PROBLEM TO SOLVE: Pull out each line of the records below that contains the word "mountain", and copy those lines unchanged.

INFORMATION SHOWN:

<<<<

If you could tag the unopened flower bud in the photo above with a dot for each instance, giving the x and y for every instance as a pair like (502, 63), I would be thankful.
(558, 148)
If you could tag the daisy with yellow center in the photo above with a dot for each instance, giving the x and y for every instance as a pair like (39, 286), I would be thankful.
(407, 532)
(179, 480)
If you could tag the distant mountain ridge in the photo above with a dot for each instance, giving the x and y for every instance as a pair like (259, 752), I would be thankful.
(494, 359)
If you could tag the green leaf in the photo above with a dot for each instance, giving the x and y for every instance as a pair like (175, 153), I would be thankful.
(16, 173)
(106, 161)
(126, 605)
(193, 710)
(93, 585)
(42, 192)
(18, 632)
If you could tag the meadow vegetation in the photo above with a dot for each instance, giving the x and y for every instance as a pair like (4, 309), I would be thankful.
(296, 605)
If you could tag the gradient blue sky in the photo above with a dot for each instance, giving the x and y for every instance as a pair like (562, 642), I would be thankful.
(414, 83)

>>>>
<<<<

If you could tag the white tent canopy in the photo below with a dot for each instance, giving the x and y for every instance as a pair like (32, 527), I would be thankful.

>>>>

THE REPLY:
If you could tag the distant mountain ridge in the photo above with a dot for each instance, giving the x and y for every instance as a pair like (259, 752), I would be thankful.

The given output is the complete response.